A recent decision by the Texas Supreme Court shuts down another dispute over the ownership of Padre Island by heirs of Padre Nicholas Balli.
The high court denied the plaintiffs' claim that a deed signed more than 150 years ago was a fraud.
The heirs of Jesus Balli, the nephew of Padre Nicolas Balli, who originally settled the island off the South Texas coast, filed a lawsuit against Gilbert Kerlin who bought the property in 1847.
The heirs sought to set aside the 1847 deed, and thus all sales in the next 161 years, on the basis of fraud.
"As the only evidence of fraud in 1847 is an affidavit by one of the current heirs - who could not possibly have personal knowledge of those events - we reverse," the Nov. 14 per curiam opinion states.
Disputes over the land titles began soon after the death of Padre Nicolas Balli, the Roman Catholic priest who brought in settlers, built a church and raised cattle and horses on the 130-mile long island in the Gulf of Mexico. When Padre Balli died in 1829, his interests passed to his seven nieces and nephews.
As the Southeast Texas Record reported in September, the Texas Supreme Court reversed a 2005 verdict that declared more than 275 descendants of Juan Jose Balli, one of the padre's nephews, had been defrauded out of oil and gas royalties from the island by Kerlin, a New York attorney.
This case recently before the court stemmed from a claim by the heirs of Jesus Balli, a nephew of Juan Jose.
The 72 alleged heirs asserted in their petition that the 1847 deed was fraudulent because it was signed by Jesus Balli's father, even though Jesus was not a minor under either Texas or Mexican law at the time. They sued Kerlin, who apparently had no contact with them or their ancestors, but owned substantial acreage in South Padre Island from 1942 until 1961.
Judge Leonel Alejandro, 357th District Court in Cameron County, granted summary judgment against the heirs. The plaintiffs appealed to the 13th District Court of Appeals in Corpus Christi in 2003. The court of appeals reversed Judge Alejandro's decision in January 2006.
Kerlin petitioned the Texas Supreme Court in April 2006, and moved for summary judgment on several grounds, including that the deed was valid.
In support, Kerlin tendered the deed - not the original in Spanish signed in Matamoros, Mexico, in 1847, but a certified English translation filed in the Nueces County deed records later that same year.

_Short task 1_: According to the Padre Island article, in what year did Padre Nicolas Balli die?
_Short task 2_: Pull from the Padre Island article the passage between "The high court" and "curiam opinion states.", inclusive.
The listing that comes next isn't needed for anything here.

_Available data_:
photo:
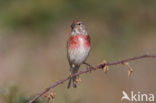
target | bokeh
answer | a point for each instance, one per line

_Finished answer 1_: 1829

_Finished answer 2_:
The high court denied the plaintiffs' claim that a deed signed more than 150 years ago was a fraud.
The heirs of Jesus Balli, the nephew of Padre Nicolas Balli, who originally settled the island off the South Texas coast, filed a lawsuit against Gilbert Kerlin who bought the property in 1847.
The heirs sought to set aside the 1847 deed, and thus all sales in the next 161 years, on the basis of fraud.
"As the only evidence of fraud in 1847 is an affidavit by one of the current heirs - who could not possibly have personal knowledge of those events - we reverse," the Nov. 14 per curiam opinion states.